### Trecho selecionado
↓

Resultados e discussão 

 

A trajetória esportiva de Yoandy Leal 

 

    O jogador Yoandy Leal Hidalgo nasceu em Cuba, cidade de Havana em 31 de agosto de 1988. Pouco sabemos sobre sua iniciação no voleibol e como foi sua trajetória até a profissionalização, contudo, em entrevista à revista Veja (Senechal, 2019), Yoandy Leal fala a respeito do seu início no esporte e as dificuldades de praticá-lo em Cuba:

    O esporte para um cubano não é apenas lazer. É uma das poucas chances que temos para nos destacar na sociedade. Tive uma conversa com meus pais, e decidimos que deveria seguir no voleibol. E aqui estou até agora. Era difícil, porque com 12 anos já estava separado da minha família. Vivia na escola e via meus pais uma vez por semana. Quem se destaca é levado para uma escola de nível superior, com dedicação ao esporte. O passo seguinte é a seleção nacional. Você treina com o objetivo de jogar pelo país, para defender a seleção de Cuba. Essa era minha vida na ilha, desde cedo tinha grandes responsabilidades. Não é fácil para uma criança ter de passar por isso.

↑

Registros de um conjunto de dados
↓

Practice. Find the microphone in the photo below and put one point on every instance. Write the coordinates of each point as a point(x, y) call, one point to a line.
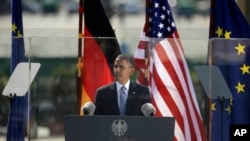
point(148, 109)
point(88, 108)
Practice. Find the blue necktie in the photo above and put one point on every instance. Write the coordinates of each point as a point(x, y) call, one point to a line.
point(122, 100)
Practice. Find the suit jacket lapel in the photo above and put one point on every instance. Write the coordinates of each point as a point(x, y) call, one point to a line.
point(113, 99)
point(131, 95)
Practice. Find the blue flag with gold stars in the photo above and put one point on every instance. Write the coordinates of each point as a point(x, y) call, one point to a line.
point(18, 105)
point(231, 53)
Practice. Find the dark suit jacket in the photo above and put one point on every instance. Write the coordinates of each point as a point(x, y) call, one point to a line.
point(106, 99)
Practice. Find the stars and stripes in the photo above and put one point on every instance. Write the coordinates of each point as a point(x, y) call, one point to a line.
point(161, 62)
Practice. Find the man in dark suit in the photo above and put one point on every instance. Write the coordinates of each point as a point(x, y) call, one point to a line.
point(122, 97)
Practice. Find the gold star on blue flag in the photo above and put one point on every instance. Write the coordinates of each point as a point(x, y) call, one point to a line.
point(228, 33)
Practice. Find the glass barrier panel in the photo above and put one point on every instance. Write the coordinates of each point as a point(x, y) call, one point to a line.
point(54, 91)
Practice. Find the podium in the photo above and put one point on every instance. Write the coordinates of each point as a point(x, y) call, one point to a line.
point(118, 128)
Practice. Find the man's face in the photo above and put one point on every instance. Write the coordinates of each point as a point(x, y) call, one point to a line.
point(122, 70)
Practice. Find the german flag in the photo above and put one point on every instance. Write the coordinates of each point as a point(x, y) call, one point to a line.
point(100, 48)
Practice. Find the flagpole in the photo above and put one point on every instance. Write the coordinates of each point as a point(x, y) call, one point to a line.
point(147, 53)
point(79, 64)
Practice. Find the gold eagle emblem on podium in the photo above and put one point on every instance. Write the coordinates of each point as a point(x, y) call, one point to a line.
point(119, 127)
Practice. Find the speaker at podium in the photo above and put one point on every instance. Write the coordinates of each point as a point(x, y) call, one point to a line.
point(118, 128)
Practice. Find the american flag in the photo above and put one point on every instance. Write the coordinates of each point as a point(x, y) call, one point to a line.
point(161, 62)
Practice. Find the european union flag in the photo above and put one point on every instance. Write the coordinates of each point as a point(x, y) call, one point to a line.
point(18, 105)
point(230, 52)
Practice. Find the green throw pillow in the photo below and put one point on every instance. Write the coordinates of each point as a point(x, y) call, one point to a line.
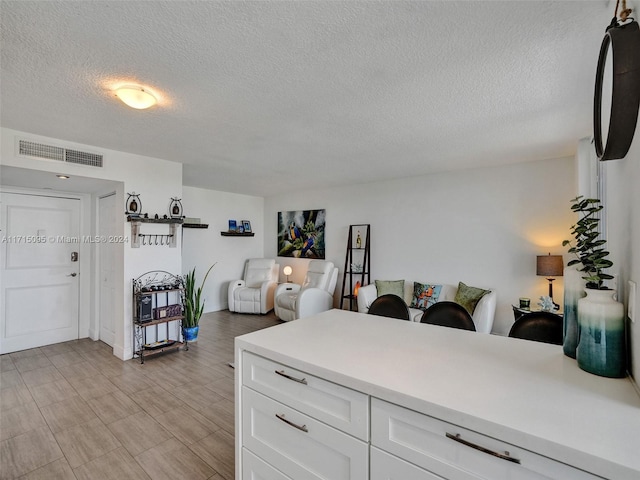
point(390, 286)
point(469, 297)
point(424, 295)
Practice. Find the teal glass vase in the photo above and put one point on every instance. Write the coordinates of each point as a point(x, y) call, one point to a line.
point(601, 347)
point(191, 333)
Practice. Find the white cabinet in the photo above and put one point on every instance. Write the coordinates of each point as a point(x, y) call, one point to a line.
point(291, 440)
point(254, 468)
point(335, 405)
point(343, 395)
point(456, 453)
point(388, 467)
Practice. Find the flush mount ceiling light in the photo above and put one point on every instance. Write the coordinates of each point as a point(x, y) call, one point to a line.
point(136, 97)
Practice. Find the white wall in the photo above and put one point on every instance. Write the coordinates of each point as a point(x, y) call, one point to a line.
point(154, 179)
point(483, 227)
point(622, 204)
point(203, 247)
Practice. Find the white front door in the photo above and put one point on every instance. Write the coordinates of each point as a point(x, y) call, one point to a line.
point(39, 292)
point(106, 267)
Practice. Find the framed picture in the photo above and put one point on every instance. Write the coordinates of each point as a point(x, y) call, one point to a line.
point(301, 234)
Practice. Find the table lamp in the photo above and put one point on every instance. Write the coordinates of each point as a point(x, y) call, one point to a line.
point(550, 266)
point(287, 271)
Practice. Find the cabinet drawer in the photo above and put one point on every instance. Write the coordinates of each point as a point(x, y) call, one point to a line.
point(387, 467)
point(338, 406)
point(254, 468)
point(425, 441)
point(298, 445)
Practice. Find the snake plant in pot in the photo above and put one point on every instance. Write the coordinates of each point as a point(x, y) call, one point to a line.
point(600, 318)
point(193, 304)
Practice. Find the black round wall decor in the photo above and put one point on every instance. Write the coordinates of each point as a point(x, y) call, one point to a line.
point(624, 42)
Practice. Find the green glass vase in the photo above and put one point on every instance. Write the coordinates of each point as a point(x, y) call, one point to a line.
point(601, 347)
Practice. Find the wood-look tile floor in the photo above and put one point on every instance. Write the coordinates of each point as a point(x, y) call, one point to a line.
point(74, 411)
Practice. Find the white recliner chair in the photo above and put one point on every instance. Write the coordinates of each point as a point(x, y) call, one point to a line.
point(254, 294)
point(315, 295)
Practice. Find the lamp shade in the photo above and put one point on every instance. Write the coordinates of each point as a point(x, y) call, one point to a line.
point(136, 97)
point(549, 265)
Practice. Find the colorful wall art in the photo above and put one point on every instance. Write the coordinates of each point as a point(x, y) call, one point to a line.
point(301, 234)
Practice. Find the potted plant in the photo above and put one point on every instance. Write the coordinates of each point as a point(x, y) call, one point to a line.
point(193, 304)
point(600, 319)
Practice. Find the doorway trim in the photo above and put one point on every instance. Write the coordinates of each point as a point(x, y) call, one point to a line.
point(86, 263)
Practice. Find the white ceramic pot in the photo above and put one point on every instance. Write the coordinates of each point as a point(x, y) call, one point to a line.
point(601, 322)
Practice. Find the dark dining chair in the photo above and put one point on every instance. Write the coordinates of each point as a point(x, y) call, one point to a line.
point(448, 314)
point(538, 326)
point(390, 305)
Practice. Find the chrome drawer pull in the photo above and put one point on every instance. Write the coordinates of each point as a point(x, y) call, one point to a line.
point(299, 380)
point(288, 422)
point(503, 456)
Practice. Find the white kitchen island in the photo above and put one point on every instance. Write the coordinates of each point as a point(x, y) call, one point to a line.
point(350, 395)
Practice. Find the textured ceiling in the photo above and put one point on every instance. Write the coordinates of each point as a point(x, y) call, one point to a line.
point(261, 97)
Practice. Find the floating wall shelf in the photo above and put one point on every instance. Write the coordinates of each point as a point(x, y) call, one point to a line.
point(236, 234)
point(138, 238)
point(195, 225)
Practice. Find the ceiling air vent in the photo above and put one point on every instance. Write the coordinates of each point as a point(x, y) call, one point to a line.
point(50, 152)
point(83, 158)
point(39, 150)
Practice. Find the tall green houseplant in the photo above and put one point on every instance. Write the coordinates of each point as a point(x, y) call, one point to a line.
point(193, 302)
point(601, 325)
point(589, 250)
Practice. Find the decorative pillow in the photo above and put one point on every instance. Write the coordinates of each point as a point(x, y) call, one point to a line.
point(469, 297)
point(424, 295)
point(390, 286)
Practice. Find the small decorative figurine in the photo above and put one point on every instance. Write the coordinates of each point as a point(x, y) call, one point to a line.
point(134, 205)
point(175, 208)
point(546, 304)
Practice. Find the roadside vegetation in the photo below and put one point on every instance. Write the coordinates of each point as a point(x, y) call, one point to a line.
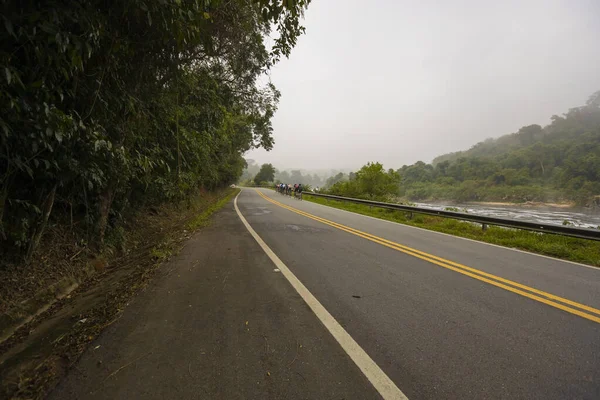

↑

### O que fazer
(1) No texto sobre a trajetória de Yoandy Leal, com que idade o jogador já estava separado da família?
(2) Traduza para o inglês a frase "Vivia na escola e via meus pais uma vez por semana.", do texto sobre a trajetória de Yoandy Leal.
(3) Escreva a continuação do texto sobre a trajetória de Yoandy Leal a partir da última frase apresentada.

### Respostas por tarefa
(1) Com 12 anos.

(2) I lived at the school and saw my parents once a week.

(3)
    Percebemos na fala de Leal que o voleibol entra na sua vida como uma esperança de transformação social. O poder transformador do esporte para atletas de alto rendimento não é uma exclusividade do voleibol ou de atletas de países desfavorecidos econômica e socialmente. Carravetta (1996) já apontava a utilização do esporte como ferramenta de ascensão social em atletas olímpicos e Rial (2006, 2008) nos mostra que essa possibilidade norteia as escolhas profissionais de uma parcela de atletas brasileiros de futebol que se aventuram no exterior. A diferença, neste caso, é que ao invés de termos atletas brasileiros saindo do país em busca do seu “eldorado”, temos em Leal o sentido oposto, ou seja, um atleta que vem ao Brasil para ascender socialmente, visto que em seu país isto não é possível.

 

    Em 2007, Leal teve sua estreia como jogador de seleção cubana, atuando na equipe sub-21 e, posteriormente, na seleção principal até o ano de 2010, quando disputou o campeonato mundial de seleções, obtendo a medalha de prata nesta competição, perdendo a final para a equipe brasileira.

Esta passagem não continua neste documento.